# WORK REQUIRED
Pull out the lines of the data below, starting at the beginning of the data and going on through the line containing "rough mask: <svg", and repeat them word for word. Leave the pictures out of your answer.
+++ SUPPLIED MATERIAL
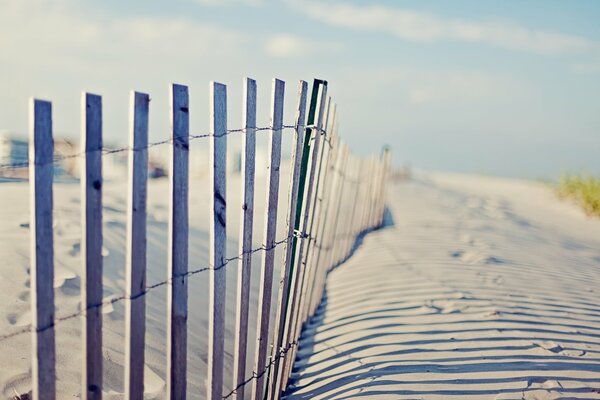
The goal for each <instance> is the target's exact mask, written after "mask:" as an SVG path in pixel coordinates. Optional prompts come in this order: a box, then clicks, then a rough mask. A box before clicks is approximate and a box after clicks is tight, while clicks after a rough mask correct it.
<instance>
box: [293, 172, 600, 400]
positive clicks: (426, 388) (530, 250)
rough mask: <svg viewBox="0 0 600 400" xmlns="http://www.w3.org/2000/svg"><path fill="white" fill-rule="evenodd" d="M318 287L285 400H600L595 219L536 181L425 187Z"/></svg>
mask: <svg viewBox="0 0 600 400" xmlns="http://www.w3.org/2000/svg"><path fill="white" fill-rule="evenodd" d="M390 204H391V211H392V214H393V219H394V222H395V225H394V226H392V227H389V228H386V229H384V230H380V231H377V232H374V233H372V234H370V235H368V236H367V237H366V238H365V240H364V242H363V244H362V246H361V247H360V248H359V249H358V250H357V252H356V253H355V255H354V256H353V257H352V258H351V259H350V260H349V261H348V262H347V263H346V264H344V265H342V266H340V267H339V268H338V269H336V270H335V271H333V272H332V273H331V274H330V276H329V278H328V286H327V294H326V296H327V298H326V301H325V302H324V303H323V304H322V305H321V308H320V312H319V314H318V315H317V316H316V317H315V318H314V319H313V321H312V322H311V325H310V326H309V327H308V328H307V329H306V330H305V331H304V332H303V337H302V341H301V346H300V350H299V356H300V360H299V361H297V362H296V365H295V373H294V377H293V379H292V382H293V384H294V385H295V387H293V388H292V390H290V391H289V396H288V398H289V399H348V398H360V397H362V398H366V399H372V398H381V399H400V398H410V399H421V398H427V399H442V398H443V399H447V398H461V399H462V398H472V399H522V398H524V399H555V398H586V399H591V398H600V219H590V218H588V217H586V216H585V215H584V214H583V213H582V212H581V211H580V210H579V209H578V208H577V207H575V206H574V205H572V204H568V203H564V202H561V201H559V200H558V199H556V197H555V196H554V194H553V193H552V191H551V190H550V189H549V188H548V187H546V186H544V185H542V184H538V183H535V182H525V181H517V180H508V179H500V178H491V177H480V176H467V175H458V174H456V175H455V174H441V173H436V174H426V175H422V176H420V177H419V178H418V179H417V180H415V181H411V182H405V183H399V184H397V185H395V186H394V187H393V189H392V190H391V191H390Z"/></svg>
++++++
# ANSWER TO THIS TASK
The goal for each <instance> is the target's exact mask, written after "mask:" as an SVG path in pixel coordinates. Optional prompts come in this order: a box, then clicks, then a rough mask. A box before clicks is approximate and a box after clicks is tight, while clicks after a rough mask correct it.
<instance>
box: [293, 172, 600, 400]
positive clicks: (426, 388) (530, 250)
rough mask: <svg viewBox="0 0 600 400" xmlns="http://www.w3.org/2000/svg"><path fill="white" fill-rule="evenodd" d="M318 287L285 400H600L595 219L536 181L425 187Z"/></svg>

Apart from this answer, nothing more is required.